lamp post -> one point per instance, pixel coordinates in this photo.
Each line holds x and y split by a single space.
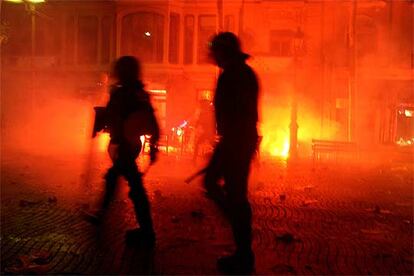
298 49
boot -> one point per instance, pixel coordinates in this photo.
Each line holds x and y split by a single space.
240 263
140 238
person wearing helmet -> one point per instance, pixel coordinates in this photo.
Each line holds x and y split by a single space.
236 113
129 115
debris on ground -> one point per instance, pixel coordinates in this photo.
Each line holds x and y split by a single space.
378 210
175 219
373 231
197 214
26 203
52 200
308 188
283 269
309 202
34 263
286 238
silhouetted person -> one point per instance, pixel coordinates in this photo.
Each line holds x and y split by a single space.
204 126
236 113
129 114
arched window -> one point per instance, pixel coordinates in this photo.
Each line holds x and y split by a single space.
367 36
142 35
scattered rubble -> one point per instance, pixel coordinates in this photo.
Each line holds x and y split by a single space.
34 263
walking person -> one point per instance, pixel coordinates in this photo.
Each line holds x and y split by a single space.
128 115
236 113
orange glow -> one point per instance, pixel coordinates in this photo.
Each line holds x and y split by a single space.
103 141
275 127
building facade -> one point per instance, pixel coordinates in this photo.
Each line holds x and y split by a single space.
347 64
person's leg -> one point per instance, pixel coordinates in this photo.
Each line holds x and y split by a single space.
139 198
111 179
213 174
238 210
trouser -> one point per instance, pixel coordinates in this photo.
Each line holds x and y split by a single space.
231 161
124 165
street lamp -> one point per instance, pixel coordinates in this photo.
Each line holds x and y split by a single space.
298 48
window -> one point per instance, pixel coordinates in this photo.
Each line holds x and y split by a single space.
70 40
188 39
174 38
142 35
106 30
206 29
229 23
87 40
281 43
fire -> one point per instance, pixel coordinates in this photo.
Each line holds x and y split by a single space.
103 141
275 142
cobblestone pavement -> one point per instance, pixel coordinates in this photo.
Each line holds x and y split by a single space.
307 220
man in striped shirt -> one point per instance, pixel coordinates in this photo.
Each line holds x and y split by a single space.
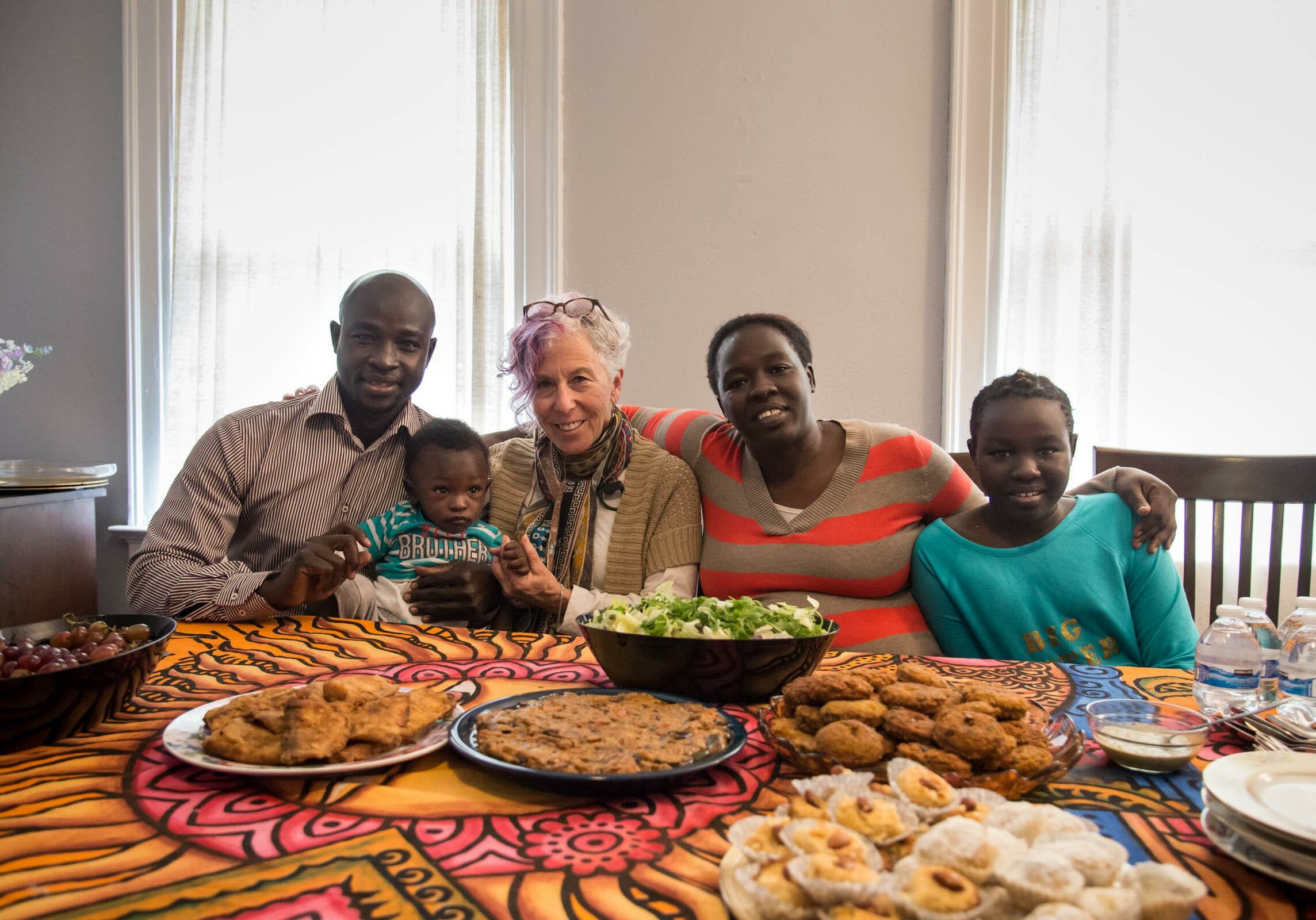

○ ○ ○

• Exercise directions
Extract, word for word, every line from the one containing "street lamp ->" to the end of the data above, both ends included, and leave out the pictures.

• Response below
street lamp -> one point per instance, pixel coordinates in this photo.
Each line holds x and y split by a single space.
298 48
window -> one point per instance, pixel coordinates in this photo.
Each line holds x and y split by a single space.
70 40
188 39
174 38
142 35
106 30
206 29
229 23
87 40
281 43
fire -> one point per instance, pixel coordinates in this photo.
Each line holds x and y split by a single space.
103 141
275 142
cobblestone pavement -> one point per instance, pixel coordinates in this photo.
Each line holds x and y split by a single space.
307 220
man in striped shirt -> one point per instance, pixel coordinates in this photo.
Each line holds x and y split by a single space.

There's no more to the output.